-------- Provided data
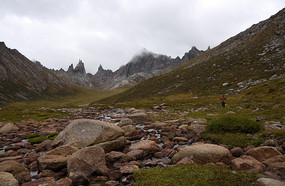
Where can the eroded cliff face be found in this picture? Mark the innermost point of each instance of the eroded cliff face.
(21, 78)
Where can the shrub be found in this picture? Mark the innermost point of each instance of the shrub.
(37, 139)
(234, 124)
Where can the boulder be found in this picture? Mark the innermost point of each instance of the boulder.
(125, 121)
(64, 150)
(85, 132)
(19, 172)
(237, 151)
(52, 162)
(147, 146)
(269, 182)
(115, 144)
(129, 129)
(116, 156)
(197, 128)
(276, 165)
(46, 181)
(247, 163)
(9, 127)
(139, 118)
(86, 160)
(263, 153)
(8, 179)
(204, 153)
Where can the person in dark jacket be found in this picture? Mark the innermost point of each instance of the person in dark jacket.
(223, 100)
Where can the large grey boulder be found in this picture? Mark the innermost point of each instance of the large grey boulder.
(204, 153)
(86, 160)
(9, 127)
(85, 132)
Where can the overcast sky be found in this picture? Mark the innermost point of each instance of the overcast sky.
(110, 32)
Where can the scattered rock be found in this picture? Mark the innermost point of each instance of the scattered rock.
(269, 182)
(20, 173)
(247, 163)
(125, 122)
(46, 181)
(86, 160)
(139, 118)
(204, 153)
(263, 153)
(8, 179)
(9, 127)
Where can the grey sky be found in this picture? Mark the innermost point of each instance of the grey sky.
(109, 32)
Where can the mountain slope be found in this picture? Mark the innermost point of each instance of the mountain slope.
(249, 58)
(22, 79)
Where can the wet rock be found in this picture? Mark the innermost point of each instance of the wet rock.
(276, 165)
(9, 127)
(86, 160)
(270, 142)
(128, 169)
(8, 179)
(204, 153)
(129, 129)
(237, 151)
(115, 156)
(20, 173)
(176, 139)
(200, 121)
(125, 122)
(48, 181)
(65, 150)
(84, 132)
(147, 146)
(185, 160)
(247, 163)
(79, 178)
(44, 146)
(112, 183)
(115, 144)
(136, 154)
(263, 153)
(269, 182)
(139, 118)
(197, 128)
(64, 182)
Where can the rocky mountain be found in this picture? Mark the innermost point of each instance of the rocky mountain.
(141, 67)
(21, 78)
(254, 56)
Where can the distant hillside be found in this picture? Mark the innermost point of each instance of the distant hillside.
(22, 79)
(141, 67)
(254, 56)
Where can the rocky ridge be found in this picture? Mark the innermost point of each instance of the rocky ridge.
(21, 78)
(141, 67)
(150, 144)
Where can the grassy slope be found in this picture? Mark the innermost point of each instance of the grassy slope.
(215, 67)
(25, 110)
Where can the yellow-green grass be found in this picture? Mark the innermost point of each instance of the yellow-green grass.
(193, 174)
(33, 109)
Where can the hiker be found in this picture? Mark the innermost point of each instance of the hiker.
(223, 100)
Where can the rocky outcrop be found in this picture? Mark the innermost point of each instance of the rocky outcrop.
(22, 79)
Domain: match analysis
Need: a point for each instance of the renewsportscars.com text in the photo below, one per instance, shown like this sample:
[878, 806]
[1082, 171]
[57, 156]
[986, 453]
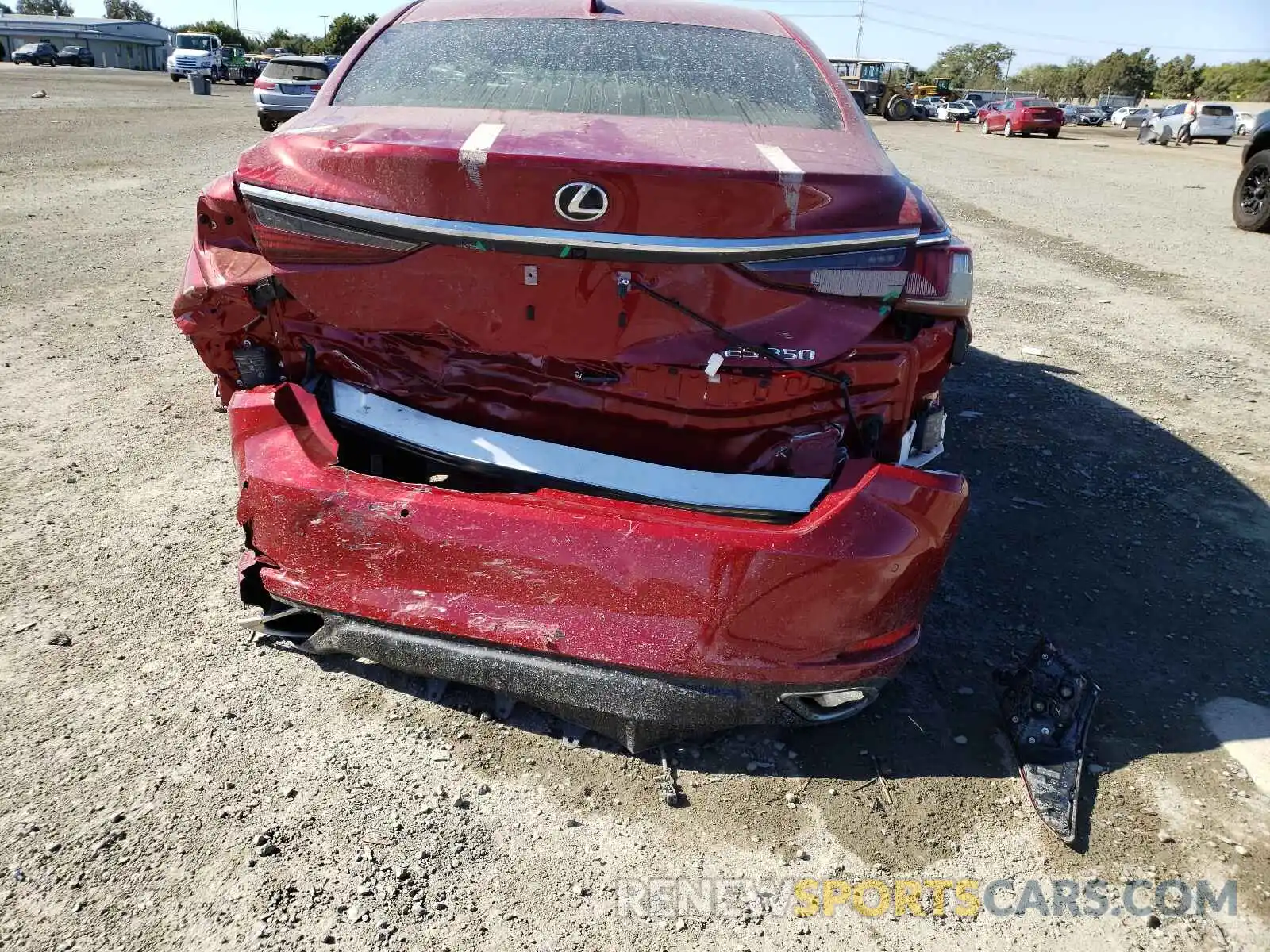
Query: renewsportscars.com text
[667, 898]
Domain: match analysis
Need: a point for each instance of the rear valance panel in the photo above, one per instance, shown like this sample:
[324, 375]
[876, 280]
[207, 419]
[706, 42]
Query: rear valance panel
[630, 479]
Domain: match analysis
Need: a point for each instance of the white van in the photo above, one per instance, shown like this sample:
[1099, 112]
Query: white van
[1212, 121]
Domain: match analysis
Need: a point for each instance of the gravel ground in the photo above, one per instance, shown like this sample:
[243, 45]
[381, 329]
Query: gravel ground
[168, 785]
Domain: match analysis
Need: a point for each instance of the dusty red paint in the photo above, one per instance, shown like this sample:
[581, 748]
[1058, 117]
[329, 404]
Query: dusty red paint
[448, 330]
[601, 581]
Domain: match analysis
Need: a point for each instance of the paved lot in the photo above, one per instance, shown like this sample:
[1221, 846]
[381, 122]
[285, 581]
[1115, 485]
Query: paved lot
[163, 785]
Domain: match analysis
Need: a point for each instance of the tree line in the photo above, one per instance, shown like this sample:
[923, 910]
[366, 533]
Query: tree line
[1137, 74]
[341, 35]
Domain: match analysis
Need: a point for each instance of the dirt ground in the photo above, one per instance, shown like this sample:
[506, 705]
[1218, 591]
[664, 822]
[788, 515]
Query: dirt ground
[164, 784]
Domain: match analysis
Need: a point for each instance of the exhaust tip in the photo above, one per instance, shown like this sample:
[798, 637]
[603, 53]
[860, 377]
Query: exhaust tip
[283, 621]
[832, 704]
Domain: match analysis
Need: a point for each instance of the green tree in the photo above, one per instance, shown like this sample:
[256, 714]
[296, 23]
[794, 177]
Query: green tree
[1179, 78]
[972, 65]
[127, 10]
[344, 31]
[46, 8]
[294, 42]
[1122, 74]
[1236, 80]
[1045, 78]
[229, 36]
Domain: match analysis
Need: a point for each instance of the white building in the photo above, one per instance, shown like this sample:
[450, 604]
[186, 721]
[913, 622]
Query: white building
[130, 44]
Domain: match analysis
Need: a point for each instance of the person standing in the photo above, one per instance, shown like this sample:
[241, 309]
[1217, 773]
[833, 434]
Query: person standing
[1187, 121]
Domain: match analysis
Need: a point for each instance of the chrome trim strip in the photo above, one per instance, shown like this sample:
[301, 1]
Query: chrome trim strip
[595, 244]
[633, 479]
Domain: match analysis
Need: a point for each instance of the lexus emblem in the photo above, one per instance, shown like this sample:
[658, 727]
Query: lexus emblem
[581, 201]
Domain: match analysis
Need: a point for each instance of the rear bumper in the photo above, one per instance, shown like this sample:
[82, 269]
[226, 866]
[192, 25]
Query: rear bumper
[279, 112]
[740, 612]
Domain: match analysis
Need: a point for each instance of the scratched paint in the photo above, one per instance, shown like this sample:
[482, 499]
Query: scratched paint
[475, 149]
[791, 177]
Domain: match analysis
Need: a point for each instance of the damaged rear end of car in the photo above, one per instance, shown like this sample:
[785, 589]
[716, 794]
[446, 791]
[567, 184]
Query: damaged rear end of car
[597, 378]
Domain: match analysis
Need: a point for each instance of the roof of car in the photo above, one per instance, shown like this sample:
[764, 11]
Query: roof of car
[687, 12]
[300, 60]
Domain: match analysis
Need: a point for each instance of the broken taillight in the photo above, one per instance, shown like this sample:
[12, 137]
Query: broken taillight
[940, 282]
[874, 273]
[298, 239]
[937, 278]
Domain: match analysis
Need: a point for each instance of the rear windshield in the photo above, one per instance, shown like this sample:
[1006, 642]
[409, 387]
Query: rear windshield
[295, 71]
[613, 67]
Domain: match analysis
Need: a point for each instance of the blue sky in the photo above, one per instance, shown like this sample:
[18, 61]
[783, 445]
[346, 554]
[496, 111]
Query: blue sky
[1041, 31]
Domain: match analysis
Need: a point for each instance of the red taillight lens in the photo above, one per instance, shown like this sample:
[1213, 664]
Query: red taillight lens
[874, 273]
[295, 239]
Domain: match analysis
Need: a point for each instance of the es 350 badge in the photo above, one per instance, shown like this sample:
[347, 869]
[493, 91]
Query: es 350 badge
[745, 353]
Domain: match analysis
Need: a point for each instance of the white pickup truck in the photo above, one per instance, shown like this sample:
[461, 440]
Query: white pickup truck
[198, 54]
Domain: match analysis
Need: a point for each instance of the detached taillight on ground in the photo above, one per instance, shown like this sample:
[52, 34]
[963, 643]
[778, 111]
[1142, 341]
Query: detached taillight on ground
[294, 239]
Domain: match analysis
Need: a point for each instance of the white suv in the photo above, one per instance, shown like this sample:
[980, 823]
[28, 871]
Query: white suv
[1213, 121]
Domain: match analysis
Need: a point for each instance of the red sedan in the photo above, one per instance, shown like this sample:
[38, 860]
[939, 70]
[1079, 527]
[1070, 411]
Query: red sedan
[1022, 117]
[598, 386]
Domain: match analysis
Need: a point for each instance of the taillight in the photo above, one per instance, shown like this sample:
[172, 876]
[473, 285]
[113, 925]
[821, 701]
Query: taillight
[933, 278]
[874, 273]
[940, 282]
[296, 239]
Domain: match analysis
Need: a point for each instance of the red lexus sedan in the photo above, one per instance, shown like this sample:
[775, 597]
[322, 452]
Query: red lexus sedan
[1022, 117]
[567, 359]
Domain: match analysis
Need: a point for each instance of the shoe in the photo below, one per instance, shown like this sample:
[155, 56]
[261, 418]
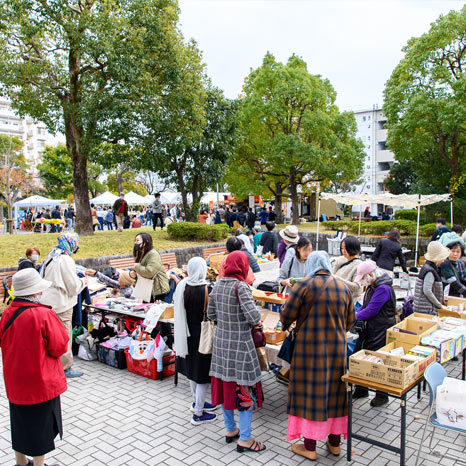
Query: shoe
[333, 450]
[378, 401]
[207, 407]
[298, 449]
[72, 374]
[206, 417]
[360, 393]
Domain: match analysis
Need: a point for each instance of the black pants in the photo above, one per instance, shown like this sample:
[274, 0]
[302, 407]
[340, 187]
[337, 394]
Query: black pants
[154, 220]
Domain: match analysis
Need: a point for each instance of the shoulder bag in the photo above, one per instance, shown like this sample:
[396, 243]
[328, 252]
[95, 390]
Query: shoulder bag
[287, 348]
[206, 339]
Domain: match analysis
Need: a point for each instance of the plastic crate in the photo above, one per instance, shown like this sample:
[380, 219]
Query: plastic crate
[111, 357]
[149, 369]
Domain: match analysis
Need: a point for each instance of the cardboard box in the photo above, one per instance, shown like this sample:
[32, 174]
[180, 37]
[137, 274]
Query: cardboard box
[422, 364]
[420, 327]
[395, 371]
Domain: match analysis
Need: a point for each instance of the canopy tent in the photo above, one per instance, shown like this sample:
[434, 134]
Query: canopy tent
[398, 200]
[135, 199]
[107, 198]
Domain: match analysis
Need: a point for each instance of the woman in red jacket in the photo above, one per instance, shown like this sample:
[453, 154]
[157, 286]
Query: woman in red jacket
[32, 339]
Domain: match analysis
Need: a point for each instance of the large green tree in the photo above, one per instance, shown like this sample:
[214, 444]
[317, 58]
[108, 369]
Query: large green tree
[425, 105]
[293, 133]
[82, 67]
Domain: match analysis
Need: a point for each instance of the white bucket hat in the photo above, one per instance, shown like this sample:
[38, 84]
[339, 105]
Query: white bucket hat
[27, 282]
[436, 251]
[290, 233]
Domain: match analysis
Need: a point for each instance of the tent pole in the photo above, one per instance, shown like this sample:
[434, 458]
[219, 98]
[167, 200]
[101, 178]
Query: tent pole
[318, 219]
[417, 229]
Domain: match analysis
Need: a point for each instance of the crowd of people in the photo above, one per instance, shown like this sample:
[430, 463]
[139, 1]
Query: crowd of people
[325, 301]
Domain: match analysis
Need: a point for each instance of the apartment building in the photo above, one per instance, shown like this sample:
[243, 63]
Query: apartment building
[34, 136]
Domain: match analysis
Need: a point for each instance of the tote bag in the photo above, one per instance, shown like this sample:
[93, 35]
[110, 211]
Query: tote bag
[207, 330]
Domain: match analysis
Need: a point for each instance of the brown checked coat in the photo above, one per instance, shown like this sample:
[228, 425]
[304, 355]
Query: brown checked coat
[316, 392]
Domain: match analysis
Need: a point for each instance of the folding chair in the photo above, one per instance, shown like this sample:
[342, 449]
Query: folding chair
[434, 376]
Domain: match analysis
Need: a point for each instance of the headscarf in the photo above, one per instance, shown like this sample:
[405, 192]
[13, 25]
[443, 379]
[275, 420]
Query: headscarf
[197, 271]
[247, 242]
[237, 265]
[68, 243]
[317, 260]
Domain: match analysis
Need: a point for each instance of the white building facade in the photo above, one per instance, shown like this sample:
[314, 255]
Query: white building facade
[378, 160]
[34, 136]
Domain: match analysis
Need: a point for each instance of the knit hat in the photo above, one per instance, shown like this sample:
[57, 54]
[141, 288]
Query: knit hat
[27, 282]
[436, 251]
[290, 233]
[364, 268]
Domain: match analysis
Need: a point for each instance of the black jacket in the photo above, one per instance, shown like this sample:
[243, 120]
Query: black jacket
[386, 252]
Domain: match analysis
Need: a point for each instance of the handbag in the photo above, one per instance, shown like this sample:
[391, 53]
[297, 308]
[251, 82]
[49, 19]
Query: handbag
[287, 348]
[206, 339]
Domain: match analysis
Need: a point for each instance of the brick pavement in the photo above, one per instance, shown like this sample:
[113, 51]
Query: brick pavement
[115, 418]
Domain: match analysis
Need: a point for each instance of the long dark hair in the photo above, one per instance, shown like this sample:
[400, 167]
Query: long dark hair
[146, 246]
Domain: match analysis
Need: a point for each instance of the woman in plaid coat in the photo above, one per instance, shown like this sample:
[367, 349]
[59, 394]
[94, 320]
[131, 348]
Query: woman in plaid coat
[235, 369]
[316, 395]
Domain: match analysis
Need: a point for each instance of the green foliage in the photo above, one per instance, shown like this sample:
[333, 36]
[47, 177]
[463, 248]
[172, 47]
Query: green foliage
[197, 231]
[425, 105]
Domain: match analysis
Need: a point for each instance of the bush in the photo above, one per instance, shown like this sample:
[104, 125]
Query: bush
[197, 231]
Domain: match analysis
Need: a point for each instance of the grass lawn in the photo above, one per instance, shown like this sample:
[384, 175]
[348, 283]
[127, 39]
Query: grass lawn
[102, 243]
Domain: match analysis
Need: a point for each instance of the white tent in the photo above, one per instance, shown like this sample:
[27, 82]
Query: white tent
[135, 199]
[411, 201]
[107, 198]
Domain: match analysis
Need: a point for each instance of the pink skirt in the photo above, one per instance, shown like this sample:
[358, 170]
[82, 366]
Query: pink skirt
[315, 430]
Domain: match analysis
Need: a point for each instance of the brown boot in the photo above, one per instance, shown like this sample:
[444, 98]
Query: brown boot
[298, 449]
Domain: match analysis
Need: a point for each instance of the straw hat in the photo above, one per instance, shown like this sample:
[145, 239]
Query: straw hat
[27, 282]
[290, 233]
[436, 251]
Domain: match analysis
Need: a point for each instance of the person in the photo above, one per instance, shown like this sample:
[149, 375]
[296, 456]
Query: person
[453, 236]
[32, 343]
[294, 265]
[452, 270]
[317, 406]
[264, 216]
[269, 240]
[60, 269]
[157, 212]
[257, 237]
[30, 261]
[149, 265]
[346, 266]
[235, 369]
[428, 289]
[378, 314]
[387, 250]
[190, 302]
[120, 211]
[235, 244]
[441, 229]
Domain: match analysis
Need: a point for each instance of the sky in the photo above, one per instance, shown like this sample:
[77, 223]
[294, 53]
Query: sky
[355, 44]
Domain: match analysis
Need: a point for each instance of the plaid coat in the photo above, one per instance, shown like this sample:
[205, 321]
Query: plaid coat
[234, 357]
[316, 392]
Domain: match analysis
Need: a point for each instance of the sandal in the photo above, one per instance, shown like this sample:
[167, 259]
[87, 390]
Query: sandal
[255, 447]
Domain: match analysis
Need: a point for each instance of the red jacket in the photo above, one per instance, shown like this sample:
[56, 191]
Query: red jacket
[31, 350]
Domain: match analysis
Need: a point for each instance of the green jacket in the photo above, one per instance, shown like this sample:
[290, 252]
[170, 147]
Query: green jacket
[151, 267]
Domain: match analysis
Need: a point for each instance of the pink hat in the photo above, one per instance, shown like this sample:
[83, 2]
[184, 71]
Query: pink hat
[364, 268]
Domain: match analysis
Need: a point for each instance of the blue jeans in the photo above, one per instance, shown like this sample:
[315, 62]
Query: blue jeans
[245, 419]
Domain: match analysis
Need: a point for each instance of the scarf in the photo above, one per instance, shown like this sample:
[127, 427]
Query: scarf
[197, 271]
[237, 265]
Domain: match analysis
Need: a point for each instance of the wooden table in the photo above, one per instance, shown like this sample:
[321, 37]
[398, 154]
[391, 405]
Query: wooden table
[390, 391]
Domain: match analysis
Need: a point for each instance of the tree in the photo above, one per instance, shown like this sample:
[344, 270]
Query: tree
[293, 133]
[14, 179]
[81, 66]
[425, 105]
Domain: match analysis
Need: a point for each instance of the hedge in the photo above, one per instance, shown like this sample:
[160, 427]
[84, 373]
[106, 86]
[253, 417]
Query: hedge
[197, 231]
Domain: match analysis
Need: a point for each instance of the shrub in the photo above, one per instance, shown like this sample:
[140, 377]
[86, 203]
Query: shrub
[197, 231]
----------------
Aim of the exercise. Search the listing above for the string "below". Copy every line that contains it.

Solution for this problem.
Need: a point for each instance of the renewsportscars.com text in the photo below, one per instance, shown like this sample:
Need: a point for each instance of the shoe in the photo below, one per instance, shown like this sample:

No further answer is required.